What this task involves:
Beginning at the line that contains "Task: tag one point per instance of the clear" and ending at the last line of the entries, write out each line exactly; include nothing outside that span.

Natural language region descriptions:
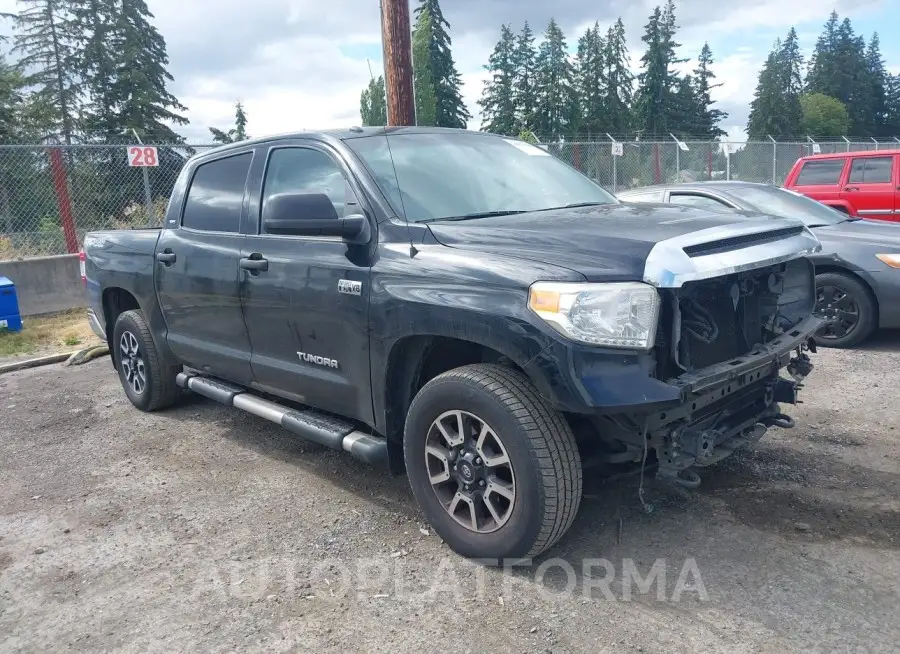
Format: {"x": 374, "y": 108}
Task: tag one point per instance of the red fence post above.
{"x": 657, "y": 174}
{"x": 63, "y": 200}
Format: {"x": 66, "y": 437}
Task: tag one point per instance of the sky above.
{"x": 301, "y": 64}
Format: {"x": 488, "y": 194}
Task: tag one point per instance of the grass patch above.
{"x": 48, "y": 335}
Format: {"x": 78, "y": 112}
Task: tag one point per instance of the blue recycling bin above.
{"x": 10, "y": 318}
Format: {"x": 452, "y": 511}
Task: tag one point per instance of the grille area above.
{"x": 719, "y": 319}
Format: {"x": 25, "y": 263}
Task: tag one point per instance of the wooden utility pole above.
{"x": 398, "y": 75}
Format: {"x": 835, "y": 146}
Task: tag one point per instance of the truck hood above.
{"x": 619, "y": 242}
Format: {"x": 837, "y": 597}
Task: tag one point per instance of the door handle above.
{"x": 254, "y": 265}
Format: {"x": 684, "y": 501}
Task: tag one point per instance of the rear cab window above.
{"x": 821, "y": 172}
{"x": 216, "y": 195}
{"x": 872, "y": 170}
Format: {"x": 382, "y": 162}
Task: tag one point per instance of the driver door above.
{"x": 305, "y": 298}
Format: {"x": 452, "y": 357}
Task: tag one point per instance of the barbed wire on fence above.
{"x": 51, "y": 195}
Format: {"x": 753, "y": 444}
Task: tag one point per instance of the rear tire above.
{"x": 849, "y": 307}
{"x": 502, "y": 417}
{"x": 147, "y": 377}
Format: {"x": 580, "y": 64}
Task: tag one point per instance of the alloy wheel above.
{"x": 132, "y": 362}
{"x": 470, "y": 471}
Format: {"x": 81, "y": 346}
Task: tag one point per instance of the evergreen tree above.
{"x": 657, "y": 113}
{"x": 450, "y": 110}
{"x": 824, "y": 76}
{"x": 878, "y": 80}
{"x": 44, "y": 39}
{"x": 556, "y": 101}
{"x": 892, "y": 104}
{"x": 144, "y": 103}
{"x": 498, "y": 106}
{"x": 237, "y": 133}
{"x": 619, "y": 91}
{"x": 525, "y": 93}
{"x": 775, "y": 110}
{"x": 824, "y": 116}
{"x": 840, "y": 68}
{"x": 373, "y": 103}
{"x": 707, "y": 118}
{"x": 121, "y": 58}
{"x": 94, "y": 58}
{"x": 423, "y": 74}
{"x": 685, "y": 109}
{"x": 590, "y": 84}
{"x": 12, "y": 100}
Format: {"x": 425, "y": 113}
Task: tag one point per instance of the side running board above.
{"x": 315, "y": 426}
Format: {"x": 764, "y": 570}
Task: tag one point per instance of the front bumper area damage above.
{"x": 722, "y": 408}
{"x": 730, "y": 405}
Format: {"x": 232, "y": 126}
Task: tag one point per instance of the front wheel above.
{"x": 494, "y": 468}
{"x": 848, "y": 308}
{"x": 147, "y": 377}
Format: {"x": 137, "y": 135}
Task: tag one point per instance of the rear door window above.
{"x": 216, "y": 195}
{"x": 826, "y": 172}
{"x": 872, "y": 170}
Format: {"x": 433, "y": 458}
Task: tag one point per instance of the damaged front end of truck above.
{"x": 736, "y": 309}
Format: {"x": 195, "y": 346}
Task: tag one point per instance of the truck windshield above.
{"x": 447, "y": 176}
{"x": 781, "y": 202}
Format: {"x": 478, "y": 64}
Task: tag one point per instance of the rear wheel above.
{"x": 494, "y": 468}
{"x": 146, "y": 375}
{"x": 848, "y": 307}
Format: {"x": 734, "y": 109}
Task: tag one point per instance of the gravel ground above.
{"x": 204, "y": 529}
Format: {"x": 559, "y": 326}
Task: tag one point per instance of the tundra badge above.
{"x": 319, "y": 361}
{"x": 349, "y": 287}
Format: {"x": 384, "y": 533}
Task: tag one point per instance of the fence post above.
{"x": 614, "y": 157}
{"x": 774, "y": 159}
{"x": 63, "y": 199}
{"x": 657, "y": 174}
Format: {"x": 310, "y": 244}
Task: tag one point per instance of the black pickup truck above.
{"x": 463, "y": 307}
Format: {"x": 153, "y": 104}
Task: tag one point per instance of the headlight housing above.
{"x": 893, "y": 260}
{"x": 616, "y": 314}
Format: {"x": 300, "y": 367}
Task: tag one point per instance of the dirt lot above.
{"x": 204, "y": 529}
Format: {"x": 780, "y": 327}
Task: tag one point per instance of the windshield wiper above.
{"x": 575, "y": 205}
{"x": 473, "y": 216}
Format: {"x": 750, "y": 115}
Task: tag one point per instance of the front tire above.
{"x": 147, "y": 377}
{"x": 494, "y": 468}
{"x": 849, "y": 308}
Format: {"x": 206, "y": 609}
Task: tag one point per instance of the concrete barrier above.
{"x": 46, "y": 284}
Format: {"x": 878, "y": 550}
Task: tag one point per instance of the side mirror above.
{"x": 309, "y": 214}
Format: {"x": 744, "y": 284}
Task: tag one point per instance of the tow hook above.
{"x": 800, "y": 366}
{"x": 781, "y": 420}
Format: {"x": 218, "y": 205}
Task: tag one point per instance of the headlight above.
{"x": 893, "y": 260}
{"x": 619, "y": 314}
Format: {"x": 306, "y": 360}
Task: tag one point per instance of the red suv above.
{"x": 862, "y": 184}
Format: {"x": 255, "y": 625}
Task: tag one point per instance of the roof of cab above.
{"x": 344, "y": 135}
{"x": 852, "y": 153}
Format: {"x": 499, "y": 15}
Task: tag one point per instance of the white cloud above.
{"x": 301, "y": 63}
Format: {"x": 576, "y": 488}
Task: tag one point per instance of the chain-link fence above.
{"x": 51, "y": 195}
{"x": 619, "y": 165}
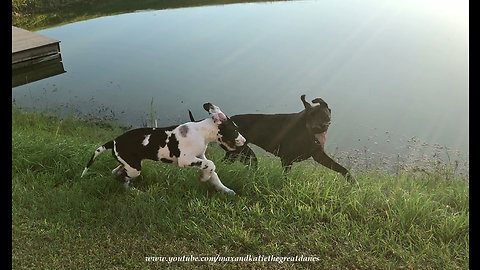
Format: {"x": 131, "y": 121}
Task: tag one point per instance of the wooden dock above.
{"x": 29, "y": 48}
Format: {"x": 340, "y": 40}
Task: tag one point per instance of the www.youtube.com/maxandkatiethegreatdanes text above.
{"x": 247, "y": 258}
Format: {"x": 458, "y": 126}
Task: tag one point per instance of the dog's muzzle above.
{"x": 321, "y": 138}
{"x": 240, "y": 140}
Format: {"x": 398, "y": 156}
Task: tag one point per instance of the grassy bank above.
{"x": 38, "y": 14}
{"x": 59, "y": 220}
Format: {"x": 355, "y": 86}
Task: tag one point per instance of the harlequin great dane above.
{"x": 183, "y": 145}
{"x": 293, "y": 137}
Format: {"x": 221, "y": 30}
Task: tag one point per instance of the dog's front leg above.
{"x": 208, "y": 172}
{"x": 321, "y": 157}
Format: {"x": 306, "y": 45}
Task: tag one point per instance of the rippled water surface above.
{"x": 391, "y": 71}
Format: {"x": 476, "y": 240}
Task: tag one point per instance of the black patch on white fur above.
{"x": 196, "y": 164}
{"x": 166, "y": 160}
{"x": 173, "y": 146}
{"x": 183, "y": 130}
{"x": 228, "y": 132}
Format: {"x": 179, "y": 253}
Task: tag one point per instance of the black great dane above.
{"x": 293, "y": 137}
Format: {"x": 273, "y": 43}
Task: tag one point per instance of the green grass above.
{"x": 39, "y": 14}
{"x": 59, "y": 220}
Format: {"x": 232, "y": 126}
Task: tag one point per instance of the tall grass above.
{"x": 59, "y": 220}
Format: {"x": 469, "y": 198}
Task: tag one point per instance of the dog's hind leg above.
{"x": 208, "y": 171}
{"x": 286, "y": 165}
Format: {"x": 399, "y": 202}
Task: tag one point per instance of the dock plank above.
{"x": 27, "y": 46}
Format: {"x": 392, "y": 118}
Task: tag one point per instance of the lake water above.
{"x": 394, "y": 73}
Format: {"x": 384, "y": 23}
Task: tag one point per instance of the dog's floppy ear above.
{"x": 305, "y": 103}
{"x": 320, "y": 101}
{"x": 217, "y": 115}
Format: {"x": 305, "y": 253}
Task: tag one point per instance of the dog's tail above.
{"x": 101, "y": 149}
{"x": 191, "y": 116}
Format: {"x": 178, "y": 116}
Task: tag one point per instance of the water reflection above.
{"x": 48, "y": 67}
{"x": 383, "y": 66}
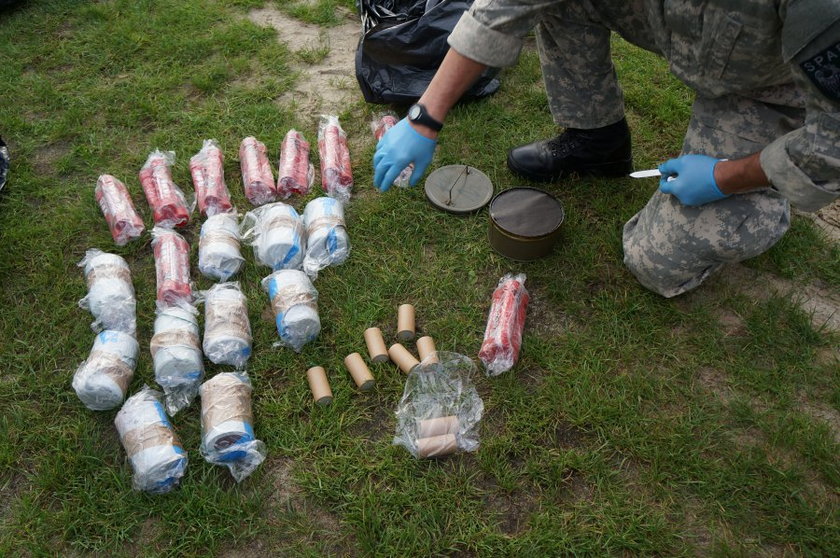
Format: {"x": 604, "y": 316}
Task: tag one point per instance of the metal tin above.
{"x": 524, "y": 223}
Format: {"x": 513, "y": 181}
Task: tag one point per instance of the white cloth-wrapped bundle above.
{"x": 101, "y": 381}
{"x": 327, "y": 242}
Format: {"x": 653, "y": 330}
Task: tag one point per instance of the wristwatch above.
{"x": 417, "y": 114}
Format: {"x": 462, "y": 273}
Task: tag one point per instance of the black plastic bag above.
{"x": 402, "y": 45}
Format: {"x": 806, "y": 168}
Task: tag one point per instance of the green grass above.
{"x": 631, "y": 424}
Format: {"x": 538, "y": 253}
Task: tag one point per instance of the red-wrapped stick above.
{"x": 257, "y": 177}
{"x": 115, "y": 201}
{"x": 169, "y": 206}
{"x": 336, "y": 172}
{"x": 172, "y": 266}
{"x": 208, "y": 174}
{"x": 294, "y": 174}
{"x": 503, "y": 336}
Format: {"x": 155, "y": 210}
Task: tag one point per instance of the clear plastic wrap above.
{"x": 101, "y": 381}
{"x": 218, "y": 247}
{"x": 208, "y": 174}
{"x": 227, "y": 329}
{"x": 110, "y": 296}
{"x": 295, "y": 174}
{"x": 172, "y": 265}
{"x": 116, "y": 205}
{"x": 294, "y": 302}
{"x": 503, "y": 336}
{"x": 176, "y": 355}
{"x": 336, "y": 172}
{"x": 440, "y": 409}
{"x": 327, "y": 242}
{"x": 277, "y": 234}
{"x": 227, "y": 431}
{"x": 257, "y": 177}
{"x": 168, "y": 203}
{"x": 381, "y": 125}
{"x": 156, "y": 455}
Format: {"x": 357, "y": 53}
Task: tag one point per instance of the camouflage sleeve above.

Response area:
Task: tag one point per instance of the clear plastic wrap above.
{"x": 101, "y": 381}
{"x": 218, "y": 247}
{"x": 208, "y": 174}
{"x": 227, "y": 329}
{"x": 110, "y": 296}
{"x": 295, "y": 174}
{"x": 172, "y": 265}
{"x": 116, "y": 205}
{"x": 294, "y": 302}
{"x": 503, "y": 336}
{"x": 176, "y": 355}
{"x": 336, "y": 172}
{"x": 440, "y": 409}
{"x": 327, "y": 242}
{"x": 277, "y": 234}
{"x": 227, "y": 431}
{"x": 257, "y": 177}
{"x": 168, "y": 203}
{"x": 381, "y": 125}
{"x": 156, "y": 455}
Format: {"x": 357, "y": 53}
Task: tag one point per instance of the camouflage sleeve above.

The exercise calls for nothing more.